▸ STATED GOAL
Output all of the entries below precisely as written.

▸ SUPPLIED ENTRIES

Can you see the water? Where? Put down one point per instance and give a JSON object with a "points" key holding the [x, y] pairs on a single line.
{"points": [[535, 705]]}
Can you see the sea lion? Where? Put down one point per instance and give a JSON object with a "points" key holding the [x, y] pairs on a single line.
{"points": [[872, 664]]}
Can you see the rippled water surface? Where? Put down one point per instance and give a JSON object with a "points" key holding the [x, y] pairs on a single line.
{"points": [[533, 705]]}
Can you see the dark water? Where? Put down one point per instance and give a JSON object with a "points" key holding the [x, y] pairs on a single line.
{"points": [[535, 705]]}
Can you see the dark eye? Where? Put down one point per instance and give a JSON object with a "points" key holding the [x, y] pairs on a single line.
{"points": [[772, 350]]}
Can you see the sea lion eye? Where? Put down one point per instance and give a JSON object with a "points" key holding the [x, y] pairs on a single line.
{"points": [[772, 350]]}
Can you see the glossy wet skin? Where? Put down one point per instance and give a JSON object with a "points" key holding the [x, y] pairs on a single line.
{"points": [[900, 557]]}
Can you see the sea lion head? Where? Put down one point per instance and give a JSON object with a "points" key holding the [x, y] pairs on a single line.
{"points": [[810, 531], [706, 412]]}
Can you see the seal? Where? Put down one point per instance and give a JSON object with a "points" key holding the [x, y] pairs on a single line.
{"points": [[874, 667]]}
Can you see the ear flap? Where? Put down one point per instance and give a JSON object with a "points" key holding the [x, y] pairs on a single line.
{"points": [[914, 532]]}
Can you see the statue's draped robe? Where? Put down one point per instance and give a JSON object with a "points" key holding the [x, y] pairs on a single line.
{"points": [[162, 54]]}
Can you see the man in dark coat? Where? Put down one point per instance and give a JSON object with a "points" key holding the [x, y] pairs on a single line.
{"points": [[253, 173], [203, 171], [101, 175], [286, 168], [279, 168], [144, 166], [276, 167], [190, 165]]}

▸ REPLY
Can you see the water? Where? Put down one point per instance and give a JSON object with a "points" key holding the [x, y] pairs on a single line.
{"points": [[535, 705]]}
Can you see the sea lion? Where? Put down one point per instance and give a JSON object with a "points" key holding the [x, y] pairs on a single line.
{"points": [[872, 664]]}
Can you see the rippled water surface? Where? Put down one point per instance and give a JSON object with a "points" key holding the [x, y] pairs on a single line.
{"points": [[533, 705]]}
Can you see the dark water? Where? Put down one point per instance and give a JSON object with a "points" key holding the [x, y] pairs on a single line.
{"points": [[535, 705]]}
Can you see the dark eye? Where? Put down one point per instance and give a JSON object with a "points" key holding the [x, y] pairs on a single line.
{"points": [[772, 350]]}
Can you see the sea lion eye? Where? Put down one point per instance and give a JSON object with a "points" key holding the [x, y] pairs on a single line.
{"points": [[772, 350]]}
Can you see the glossy wet skin? Where? Put down one point per instance and give a JSON object with a "points" key holding the [x, y] pairs on a single line.
{"points": [[900, 557]]}
Can you see the sea lion head? Where? Put down one point per instance and give a JSON object with a "points" key holding the [x, y] pairs on a single line.
{"points": [[810, 531], [706, 412]]}
Can you see the seal? Where? Put down one point per instance and give a JSON object with a "points" key holding the [x, y] pairs on a single line.
{"points": [[874, 667]]}
Can you see the ear flap? Where? Put down one point per instance and give a JSON object with a "points" key holding the [x, y] pairs on a single line.
{"points": [[914, 532]]}
Can you see the statue's draped robe? Where? Put down one point per instance and give a JSON object with a "points" key holding the [x, y] pairs on a single line.
{"points": [[162, 54]]}
Can you see the man in dark coat? Where? Put down one point per instance and give a JSON object with a "points" key holding the [x, y] pairs on a single line.
{"points": [[253, 173], [203, 171], [101, 175], [286, 168], [279, 168], [144, 166], [276, 167], [190, 165]]}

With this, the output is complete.